• EXERCISE DESCRIPTION
Would it be possible to quote, exactly and in full, the lines from the one with "Annotation task: mark the blue shorts" through the end of the entries below?

• INPUT ROWS
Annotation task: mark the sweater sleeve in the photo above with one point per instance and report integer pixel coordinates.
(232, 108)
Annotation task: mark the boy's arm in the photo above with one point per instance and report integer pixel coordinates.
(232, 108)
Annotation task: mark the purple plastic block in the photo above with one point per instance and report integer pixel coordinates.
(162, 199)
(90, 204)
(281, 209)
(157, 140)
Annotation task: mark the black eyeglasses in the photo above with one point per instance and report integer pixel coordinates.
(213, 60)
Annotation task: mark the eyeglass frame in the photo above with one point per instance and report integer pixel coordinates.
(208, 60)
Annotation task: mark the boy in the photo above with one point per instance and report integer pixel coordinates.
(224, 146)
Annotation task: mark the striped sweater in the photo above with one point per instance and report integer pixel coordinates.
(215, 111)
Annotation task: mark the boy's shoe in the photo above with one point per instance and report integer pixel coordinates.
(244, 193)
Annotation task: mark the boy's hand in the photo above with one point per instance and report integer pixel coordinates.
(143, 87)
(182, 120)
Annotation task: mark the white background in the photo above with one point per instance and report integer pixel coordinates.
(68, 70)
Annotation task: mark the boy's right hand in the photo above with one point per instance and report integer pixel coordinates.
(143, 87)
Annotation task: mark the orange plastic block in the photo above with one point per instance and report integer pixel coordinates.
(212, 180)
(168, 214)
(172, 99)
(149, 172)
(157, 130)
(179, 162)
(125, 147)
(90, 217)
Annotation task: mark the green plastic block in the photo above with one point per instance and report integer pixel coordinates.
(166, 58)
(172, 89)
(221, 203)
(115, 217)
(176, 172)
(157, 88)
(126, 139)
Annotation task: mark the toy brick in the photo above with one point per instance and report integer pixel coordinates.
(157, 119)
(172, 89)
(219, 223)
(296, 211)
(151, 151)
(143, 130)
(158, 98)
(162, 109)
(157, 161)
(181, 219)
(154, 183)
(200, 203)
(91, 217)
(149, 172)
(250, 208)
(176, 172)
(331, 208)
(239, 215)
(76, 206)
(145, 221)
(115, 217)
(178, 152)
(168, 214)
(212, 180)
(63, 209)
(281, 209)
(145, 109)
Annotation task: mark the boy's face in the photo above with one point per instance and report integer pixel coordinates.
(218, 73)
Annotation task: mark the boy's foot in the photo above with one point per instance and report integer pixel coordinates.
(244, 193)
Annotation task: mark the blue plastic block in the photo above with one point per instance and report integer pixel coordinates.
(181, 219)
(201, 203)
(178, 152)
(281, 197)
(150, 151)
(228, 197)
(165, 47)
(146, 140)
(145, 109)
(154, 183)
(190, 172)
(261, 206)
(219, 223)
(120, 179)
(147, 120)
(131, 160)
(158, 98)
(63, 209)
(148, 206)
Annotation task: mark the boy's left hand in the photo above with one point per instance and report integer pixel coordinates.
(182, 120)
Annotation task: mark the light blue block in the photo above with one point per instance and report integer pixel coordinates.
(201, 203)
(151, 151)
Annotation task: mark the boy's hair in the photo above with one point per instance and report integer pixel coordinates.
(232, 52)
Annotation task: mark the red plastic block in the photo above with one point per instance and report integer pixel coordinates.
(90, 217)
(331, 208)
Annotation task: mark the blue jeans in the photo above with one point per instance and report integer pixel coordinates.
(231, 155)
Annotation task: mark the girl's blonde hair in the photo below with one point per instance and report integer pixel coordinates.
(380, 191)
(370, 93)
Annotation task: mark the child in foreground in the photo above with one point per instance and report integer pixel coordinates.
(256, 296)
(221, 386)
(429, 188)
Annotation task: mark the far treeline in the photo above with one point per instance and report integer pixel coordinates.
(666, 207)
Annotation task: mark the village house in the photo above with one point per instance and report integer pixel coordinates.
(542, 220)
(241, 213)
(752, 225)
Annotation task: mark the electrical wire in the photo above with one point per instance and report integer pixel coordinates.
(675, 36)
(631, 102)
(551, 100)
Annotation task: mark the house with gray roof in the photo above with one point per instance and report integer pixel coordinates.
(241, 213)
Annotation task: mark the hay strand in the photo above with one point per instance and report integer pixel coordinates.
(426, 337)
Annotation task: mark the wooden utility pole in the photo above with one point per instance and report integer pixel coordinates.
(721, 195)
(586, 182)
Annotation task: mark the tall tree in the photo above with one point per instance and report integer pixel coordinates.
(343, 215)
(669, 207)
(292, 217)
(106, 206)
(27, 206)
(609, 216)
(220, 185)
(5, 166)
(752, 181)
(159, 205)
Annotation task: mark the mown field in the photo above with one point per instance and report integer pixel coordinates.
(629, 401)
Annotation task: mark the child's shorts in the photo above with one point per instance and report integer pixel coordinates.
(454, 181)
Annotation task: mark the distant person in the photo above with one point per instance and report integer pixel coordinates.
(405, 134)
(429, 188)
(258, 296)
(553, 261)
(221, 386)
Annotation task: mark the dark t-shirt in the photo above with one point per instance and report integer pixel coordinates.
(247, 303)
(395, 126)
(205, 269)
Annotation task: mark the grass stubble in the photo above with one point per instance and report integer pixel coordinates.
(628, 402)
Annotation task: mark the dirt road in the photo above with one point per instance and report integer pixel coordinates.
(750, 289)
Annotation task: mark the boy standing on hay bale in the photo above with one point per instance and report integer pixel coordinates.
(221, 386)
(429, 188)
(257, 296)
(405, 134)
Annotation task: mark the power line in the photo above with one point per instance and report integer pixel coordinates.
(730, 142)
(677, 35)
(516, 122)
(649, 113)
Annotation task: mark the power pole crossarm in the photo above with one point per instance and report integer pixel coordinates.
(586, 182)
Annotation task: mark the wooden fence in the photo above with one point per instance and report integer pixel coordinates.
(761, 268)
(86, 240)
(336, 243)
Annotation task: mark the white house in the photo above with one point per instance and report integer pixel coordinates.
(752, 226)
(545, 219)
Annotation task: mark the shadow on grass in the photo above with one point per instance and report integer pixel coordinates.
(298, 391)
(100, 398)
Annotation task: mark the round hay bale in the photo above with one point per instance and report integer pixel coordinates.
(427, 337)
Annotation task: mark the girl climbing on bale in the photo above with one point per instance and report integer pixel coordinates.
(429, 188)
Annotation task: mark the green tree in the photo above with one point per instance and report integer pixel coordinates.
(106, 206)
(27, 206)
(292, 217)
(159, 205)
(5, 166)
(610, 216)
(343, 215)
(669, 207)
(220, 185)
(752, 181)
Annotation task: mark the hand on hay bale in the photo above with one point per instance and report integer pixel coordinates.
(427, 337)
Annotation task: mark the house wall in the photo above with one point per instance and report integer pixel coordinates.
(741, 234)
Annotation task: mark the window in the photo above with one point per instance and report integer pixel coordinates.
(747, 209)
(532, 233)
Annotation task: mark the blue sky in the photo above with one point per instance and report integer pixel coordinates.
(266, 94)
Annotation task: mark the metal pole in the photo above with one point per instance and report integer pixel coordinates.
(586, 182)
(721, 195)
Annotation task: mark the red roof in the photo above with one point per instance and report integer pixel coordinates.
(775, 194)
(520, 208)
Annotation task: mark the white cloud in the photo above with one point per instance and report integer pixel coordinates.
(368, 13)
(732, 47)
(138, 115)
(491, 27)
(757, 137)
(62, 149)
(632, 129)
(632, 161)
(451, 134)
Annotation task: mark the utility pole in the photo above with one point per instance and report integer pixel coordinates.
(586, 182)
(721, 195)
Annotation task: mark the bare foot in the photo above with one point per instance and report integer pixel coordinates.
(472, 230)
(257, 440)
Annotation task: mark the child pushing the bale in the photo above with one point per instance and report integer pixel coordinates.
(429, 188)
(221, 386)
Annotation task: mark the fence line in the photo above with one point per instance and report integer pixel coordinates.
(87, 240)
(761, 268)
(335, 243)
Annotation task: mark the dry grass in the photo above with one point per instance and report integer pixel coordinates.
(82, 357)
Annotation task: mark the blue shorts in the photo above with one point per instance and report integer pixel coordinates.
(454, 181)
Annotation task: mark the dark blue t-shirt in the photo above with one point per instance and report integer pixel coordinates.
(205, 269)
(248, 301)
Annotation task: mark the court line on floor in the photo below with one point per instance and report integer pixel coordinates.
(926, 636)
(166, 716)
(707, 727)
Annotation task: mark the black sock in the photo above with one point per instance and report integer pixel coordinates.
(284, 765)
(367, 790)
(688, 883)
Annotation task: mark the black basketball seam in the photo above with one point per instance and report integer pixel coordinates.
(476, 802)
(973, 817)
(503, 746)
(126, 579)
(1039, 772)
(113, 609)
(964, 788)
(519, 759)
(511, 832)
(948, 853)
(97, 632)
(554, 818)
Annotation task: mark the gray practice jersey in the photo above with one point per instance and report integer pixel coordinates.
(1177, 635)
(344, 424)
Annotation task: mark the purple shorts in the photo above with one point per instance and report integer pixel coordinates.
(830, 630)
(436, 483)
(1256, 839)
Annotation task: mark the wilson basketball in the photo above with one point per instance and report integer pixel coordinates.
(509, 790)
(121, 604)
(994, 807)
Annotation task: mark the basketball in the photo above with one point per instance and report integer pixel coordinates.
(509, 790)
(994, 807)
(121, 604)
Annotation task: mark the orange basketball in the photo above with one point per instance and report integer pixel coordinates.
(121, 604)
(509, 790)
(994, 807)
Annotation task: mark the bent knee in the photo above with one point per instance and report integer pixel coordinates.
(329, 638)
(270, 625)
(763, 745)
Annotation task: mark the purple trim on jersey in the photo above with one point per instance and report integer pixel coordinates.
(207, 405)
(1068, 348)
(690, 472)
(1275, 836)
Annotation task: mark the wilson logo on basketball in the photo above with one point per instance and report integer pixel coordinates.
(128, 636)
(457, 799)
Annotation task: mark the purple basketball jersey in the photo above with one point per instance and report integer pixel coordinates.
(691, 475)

• EXERCISE OUTPUT
Annotation task: mark the blue shorts in the photo above with one point per instance and report integer pixel coordinates.
(454, 181)
Annotation task: mark the dark blue t-shirt in the photo above with one point per instance and report integer pixel coordinates.
(205, 269)
(248, 301)
Annotation task: mark the court line on floor in the photo below with one point per instance and report integer pixel coordinates.
(926, 636)
(166, 716)
(707, 727)
Annotation task: mark the black sock in the photo above with one point per instance and report integer pixel coordinates.
(284, 765)
(367, 790)
(688, 883)
Annotation task: mark the black basketball seam in the photo above with one point per instance and report integer pixel coordinates.
(476, 802)
(973, 817)
(503, 746)
(126, 579)
(1039, 772)
(113, 609)
(964, 788)
(519, 759)
(511, 832)
(948, 853)
(97, 632)
(554, 818)
Annotation task: mark the gray practice jersey in the photo above with one point per instance and report integer pixel coordinates.
(1177, 635)
(344, 424)
Annotation task: mark the purple shorts in the photo above with one point per instance and report integer pixel coordinates.
(830, 630)
(436, 483)
(1256, 839)
Annotation task: mark the wilson basketball in the photo above with one point per instance and report integer pixel coordinates.
(509, 790)
(121, 604)
(994, 807)
Annotation task: mark the basketball in the photo above with one point per instance and report integer pixel coordinates.
(509, 790)
(994, 807)
(121, 604)
Annotation task: mark the orange basketball in the photo above with one point per instance and report integer pixel coordinates.
(121, 604)
(509, 790)
(994, 807)
Annotation task: mark the bent knee in the photo above with one point per instance and report integer pixel coordinates.
(329, 638)
(270, 625)
(763, 745)
Annotation task: mark the purple trim on jersey in the photo above with one point per instance and report integer pixel coordinates.
(207, 405)
(1068, 348)
(690, 472)
(1275, 836)
Annotation task: mark the wilson logo on basketball in the photo above with one point per instance and report integer pixel coordinates.
(128, 636)
(457, 799)
Annotation task: mark the purple basketball jersey in the photo above with one point per instance and report integer pixel coordinates.
(691, 475)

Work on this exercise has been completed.